4.6. Responses to Utility Proposals
In response to the utility NSC proposals, most parties agree that the Commission should adopt a consistent methodology to set the NSC rate for all the utilities, but actual rates may vary by utility based on utility-specific cost data. Parties also generally agree that the Commission should minimize the administrative costs of implementing the NSC rate to avoid burdening non-participating customers.
Only two parties support a utility NSC rate proposal. CARE supports SDG&E's proposal to use SRAC energy rates as the basis for NSC, as well as PacifiCorp's proposal to compensate based on Oregon QF avoided costs prices. Wal-Mart supports SDG&E's proposal to use Commission-approved SRAC rates as the basis for NSC.

| Extracted material |

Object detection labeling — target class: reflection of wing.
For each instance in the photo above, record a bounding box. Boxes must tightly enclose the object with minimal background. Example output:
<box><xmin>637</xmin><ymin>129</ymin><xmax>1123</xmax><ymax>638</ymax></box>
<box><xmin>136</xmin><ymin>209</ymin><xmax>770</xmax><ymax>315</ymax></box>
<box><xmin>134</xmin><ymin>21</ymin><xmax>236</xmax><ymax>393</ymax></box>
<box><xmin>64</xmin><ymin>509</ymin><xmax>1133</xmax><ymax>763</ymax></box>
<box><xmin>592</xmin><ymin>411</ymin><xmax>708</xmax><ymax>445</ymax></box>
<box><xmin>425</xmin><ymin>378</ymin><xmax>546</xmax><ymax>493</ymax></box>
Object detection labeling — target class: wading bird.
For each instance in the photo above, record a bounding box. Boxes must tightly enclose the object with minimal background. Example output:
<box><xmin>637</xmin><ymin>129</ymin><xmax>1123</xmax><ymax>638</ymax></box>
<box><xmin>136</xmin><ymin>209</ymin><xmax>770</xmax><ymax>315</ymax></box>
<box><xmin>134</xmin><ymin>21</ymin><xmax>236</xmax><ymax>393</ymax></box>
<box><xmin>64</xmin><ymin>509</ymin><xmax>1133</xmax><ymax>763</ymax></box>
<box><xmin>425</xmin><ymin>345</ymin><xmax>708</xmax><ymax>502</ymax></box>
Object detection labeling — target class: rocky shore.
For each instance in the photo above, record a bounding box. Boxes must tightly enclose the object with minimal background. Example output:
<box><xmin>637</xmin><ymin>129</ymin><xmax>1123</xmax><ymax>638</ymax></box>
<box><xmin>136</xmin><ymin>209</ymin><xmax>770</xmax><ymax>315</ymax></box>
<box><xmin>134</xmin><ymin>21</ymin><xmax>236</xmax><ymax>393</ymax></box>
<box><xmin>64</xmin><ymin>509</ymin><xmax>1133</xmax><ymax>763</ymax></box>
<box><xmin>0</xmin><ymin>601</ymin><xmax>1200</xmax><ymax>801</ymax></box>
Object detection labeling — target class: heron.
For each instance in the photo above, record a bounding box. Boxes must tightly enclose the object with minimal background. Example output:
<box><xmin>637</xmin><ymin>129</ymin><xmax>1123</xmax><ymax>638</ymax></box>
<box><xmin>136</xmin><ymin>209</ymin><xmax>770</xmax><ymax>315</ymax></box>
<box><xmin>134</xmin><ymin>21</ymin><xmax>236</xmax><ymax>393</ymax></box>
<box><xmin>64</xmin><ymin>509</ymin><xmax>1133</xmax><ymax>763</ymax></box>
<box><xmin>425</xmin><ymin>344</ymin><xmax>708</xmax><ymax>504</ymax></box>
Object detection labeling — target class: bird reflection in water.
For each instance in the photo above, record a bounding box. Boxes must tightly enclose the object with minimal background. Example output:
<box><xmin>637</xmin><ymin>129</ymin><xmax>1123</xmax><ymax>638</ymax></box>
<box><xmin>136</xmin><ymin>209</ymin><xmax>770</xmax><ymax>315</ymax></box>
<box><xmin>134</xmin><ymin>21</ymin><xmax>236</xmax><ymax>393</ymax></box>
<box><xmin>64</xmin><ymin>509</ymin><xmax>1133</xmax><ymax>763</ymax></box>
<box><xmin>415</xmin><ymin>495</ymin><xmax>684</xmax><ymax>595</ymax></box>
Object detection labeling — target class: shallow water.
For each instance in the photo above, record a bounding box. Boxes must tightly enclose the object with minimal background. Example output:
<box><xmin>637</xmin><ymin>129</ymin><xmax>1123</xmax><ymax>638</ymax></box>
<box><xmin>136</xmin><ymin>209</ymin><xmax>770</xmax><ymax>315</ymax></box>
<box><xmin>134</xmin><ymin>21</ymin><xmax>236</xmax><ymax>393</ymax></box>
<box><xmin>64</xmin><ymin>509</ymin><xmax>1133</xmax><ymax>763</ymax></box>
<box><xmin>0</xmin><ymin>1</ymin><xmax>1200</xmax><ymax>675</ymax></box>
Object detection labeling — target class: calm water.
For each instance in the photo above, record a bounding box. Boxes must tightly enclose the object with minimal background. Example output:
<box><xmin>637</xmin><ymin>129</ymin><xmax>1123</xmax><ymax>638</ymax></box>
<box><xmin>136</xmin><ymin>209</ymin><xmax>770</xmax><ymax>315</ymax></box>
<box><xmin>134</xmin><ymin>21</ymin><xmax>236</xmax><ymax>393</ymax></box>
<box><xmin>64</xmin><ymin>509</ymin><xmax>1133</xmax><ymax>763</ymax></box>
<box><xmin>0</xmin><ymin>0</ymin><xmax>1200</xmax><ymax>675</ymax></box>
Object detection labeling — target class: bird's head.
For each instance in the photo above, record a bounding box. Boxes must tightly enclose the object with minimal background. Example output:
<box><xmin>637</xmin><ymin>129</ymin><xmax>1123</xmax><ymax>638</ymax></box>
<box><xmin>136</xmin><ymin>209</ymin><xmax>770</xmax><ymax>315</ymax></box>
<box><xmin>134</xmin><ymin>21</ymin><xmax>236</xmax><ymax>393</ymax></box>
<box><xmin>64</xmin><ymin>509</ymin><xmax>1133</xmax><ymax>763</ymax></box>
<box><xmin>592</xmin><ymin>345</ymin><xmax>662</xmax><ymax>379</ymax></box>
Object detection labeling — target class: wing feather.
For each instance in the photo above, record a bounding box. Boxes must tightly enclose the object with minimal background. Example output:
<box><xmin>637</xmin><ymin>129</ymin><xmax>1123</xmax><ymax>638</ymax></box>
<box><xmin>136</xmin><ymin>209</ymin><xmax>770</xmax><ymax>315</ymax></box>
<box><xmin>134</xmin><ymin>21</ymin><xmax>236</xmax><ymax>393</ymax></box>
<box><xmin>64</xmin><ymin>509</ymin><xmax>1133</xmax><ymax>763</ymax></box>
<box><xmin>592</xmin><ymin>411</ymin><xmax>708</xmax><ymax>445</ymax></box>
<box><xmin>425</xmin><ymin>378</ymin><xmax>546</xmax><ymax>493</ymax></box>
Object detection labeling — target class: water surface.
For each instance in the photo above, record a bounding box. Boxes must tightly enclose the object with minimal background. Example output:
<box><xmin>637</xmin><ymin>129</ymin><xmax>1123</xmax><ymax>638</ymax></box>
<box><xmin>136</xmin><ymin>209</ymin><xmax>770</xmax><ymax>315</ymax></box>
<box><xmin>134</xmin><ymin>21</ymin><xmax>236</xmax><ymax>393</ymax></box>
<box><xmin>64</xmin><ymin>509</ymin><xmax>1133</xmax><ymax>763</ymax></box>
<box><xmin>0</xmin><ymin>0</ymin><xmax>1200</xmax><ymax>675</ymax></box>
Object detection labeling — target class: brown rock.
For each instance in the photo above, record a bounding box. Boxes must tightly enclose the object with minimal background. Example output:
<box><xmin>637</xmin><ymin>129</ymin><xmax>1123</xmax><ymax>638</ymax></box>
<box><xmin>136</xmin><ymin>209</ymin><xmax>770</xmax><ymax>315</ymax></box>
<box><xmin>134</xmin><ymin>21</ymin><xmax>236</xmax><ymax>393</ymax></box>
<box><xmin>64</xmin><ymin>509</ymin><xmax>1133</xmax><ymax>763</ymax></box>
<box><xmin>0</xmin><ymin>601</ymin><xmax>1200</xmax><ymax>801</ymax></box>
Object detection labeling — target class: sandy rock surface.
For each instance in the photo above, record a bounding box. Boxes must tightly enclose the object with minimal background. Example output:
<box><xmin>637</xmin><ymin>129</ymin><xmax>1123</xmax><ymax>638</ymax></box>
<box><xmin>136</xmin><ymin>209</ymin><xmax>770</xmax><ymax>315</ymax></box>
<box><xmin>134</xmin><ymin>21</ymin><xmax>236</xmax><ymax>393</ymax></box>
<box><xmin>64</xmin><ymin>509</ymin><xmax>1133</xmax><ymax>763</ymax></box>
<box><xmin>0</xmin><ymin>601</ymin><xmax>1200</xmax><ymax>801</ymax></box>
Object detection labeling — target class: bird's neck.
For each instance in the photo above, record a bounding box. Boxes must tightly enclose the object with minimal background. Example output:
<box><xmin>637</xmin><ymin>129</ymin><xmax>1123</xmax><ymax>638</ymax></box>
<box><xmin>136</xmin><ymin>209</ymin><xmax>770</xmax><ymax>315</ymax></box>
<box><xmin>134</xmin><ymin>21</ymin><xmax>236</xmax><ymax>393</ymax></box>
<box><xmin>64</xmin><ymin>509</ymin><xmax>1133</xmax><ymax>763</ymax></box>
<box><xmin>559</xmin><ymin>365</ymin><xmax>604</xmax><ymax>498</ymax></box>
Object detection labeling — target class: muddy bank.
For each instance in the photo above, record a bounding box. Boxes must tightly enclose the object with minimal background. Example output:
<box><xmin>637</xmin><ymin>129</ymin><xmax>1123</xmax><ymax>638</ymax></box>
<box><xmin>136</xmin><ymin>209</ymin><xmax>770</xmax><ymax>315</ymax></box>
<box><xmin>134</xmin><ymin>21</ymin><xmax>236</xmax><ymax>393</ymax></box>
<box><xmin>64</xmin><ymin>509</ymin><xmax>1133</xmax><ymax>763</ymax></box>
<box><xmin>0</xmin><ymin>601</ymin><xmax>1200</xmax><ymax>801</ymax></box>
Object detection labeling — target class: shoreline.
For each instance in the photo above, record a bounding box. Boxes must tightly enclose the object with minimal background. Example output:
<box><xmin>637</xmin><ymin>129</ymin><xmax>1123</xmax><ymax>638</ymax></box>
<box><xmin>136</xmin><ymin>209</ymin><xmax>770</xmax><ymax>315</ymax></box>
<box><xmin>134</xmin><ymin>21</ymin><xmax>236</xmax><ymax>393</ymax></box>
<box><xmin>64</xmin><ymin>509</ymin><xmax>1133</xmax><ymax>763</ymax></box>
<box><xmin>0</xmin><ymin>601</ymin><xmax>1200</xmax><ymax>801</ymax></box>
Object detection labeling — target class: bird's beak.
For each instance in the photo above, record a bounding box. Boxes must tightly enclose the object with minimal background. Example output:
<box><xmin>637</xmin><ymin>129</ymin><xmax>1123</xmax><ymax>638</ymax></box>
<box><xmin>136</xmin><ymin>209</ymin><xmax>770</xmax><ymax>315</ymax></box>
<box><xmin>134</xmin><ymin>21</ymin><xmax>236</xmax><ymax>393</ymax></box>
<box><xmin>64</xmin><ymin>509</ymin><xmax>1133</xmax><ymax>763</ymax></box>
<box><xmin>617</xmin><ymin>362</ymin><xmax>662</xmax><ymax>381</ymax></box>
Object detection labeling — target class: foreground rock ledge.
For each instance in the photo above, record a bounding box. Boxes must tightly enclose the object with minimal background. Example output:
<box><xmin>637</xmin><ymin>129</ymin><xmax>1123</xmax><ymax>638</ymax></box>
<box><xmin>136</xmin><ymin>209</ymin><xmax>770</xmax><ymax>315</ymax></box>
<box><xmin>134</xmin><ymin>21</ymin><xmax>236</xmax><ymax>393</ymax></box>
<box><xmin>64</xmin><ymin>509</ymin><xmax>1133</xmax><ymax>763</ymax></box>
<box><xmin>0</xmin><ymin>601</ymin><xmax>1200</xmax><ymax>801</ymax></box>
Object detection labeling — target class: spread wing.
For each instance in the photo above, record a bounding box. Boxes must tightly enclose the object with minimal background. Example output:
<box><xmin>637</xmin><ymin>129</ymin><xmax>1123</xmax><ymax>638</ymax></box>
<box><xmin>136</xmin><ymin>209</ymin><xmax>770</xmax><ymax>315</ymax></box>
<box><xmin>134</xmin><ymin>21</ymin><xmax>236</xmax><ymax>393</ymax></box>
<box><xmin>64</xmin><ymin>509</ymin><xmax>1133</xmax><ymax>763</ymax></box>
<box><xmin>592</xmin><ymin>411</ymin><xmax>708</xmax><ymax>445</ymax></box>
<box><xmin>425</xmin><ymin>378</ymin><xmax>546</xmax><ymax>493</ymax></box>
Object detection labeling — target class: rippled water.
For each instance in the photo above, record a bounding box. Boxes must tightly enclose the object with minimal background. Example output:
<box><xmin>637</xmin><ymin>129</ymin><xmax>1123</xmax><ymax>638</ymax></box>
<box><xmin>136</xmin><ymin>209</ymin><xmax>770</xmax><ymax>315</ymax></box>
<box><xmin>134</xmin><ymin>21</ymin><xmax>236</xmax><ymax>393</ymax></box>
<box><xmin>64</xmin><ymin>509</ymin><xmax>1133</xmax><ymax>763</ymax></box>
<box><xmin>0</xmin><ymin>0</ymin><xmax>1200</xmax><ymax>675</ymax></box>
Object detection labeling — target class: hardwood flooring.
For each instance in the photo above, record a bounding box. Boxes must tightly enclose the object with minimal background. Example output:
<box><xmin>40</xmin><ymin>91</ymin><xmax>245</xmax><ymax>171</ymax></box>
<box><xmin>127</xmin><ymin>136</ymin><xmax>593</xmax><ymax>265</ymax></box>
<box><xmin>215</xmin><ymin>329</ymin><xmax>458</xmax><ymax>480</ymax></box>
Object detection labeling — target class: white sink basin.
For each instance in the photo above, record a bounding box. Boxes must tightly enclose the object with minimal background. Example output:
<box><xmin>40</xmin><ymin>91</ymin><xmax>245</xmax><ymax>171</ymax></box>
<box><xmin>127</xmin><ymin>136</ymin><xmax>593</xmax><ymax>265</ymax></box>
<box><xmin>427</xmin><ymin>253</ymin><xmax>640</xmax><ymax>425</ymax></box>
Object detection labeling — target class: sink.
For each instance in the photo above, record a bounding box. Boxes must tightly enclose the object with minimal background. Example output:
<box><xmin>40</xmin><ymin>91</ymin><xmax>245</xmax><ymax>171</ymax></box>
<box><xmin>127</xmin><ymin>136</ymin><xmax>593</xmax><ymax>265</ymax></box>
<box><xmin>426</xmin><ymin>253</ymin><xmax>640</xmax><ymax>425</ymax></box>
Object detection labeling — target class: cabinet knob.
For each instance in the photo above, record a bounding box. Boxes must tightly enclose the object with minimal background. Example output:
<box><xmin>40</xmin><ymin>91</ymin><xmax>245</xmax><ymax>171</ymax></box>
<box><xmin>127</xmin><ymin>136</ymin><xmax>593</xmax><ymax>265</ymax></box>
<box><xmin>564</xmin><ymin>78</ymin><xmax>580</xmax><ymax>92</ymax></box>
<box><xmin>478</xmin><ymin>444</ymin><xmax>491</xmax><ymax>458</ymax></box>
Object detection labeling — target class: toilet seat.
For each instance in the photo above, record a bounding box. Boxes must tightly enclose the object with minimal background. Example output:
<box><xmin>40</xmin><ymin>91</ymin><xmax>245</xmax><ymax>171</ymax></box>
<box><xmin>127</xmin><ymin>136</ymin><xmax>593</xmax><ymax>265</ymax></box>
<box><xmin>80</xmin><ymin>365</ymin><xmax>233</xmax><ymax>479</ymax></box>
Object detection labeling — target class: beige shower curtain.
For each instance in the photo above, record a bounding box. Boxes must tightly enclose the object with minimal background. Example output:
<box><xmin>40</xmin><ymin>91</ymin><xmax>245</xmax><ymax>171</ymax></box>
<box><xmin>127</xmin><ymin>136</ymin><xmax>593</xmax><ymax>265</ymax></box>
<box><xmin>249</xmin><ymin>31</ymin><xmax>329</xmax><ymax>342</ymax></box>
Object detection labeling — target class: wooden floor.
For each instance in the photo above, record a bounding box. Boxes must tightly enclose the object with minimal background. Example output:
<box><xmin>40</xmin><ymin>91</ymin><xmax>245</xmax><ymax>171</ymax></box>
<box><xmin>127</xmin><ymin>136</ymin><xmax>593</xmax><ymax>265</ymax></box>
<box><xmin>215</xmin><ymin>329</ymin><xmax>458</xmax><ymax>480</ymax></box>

| Task instructions |
1. Write out the section on responses to utility proposals word for word, beginning at the words "4.6. Responses to" and stopping after the words "basis for NSC.".
2. Answer these questions using the section on responses to utility proposals:
(a) How many parties support a utility NSC rate proposal?
(b) What do parties generally agree the Commission should minimize, and to avoid burdening whom?
(c) Besides SDG&E's proposal, which utility's proposal does CARE support, and on what would it base compensation?

| Outputs by task |
1.
4.6. Responses to Utility Proposals
In response to the utility NSC proposals, most parties agree that the Commission should adopt a consistent methodology to set the NSC rate for all the utilities, but actual rates may vary by utility based on utility-specific cost data. Parties also generally agree that the Commission should minimize the administrative costs of implementing the NSC rate to avoid burdening non-participating customers.
Only two parties support a utility NSC rate proposal. CARE supports SDG&E's proposal to use SRAC energy rates as the basis for NSC, as well as PacifiCorp's proposal to compensate based on Oregon QF avoided costs prices. Wal-Mart supports SDG&E's proposal to use Commission-approved SRAC rates as the basis for NSC.

2.
(a) Two parties.
(b) The administrative costs of implementing the NSC rate, to avoid burdening non-participating customers.
(c) PacifiCorp's proposal, which would compensate based on Oregon QF avoided costs prices.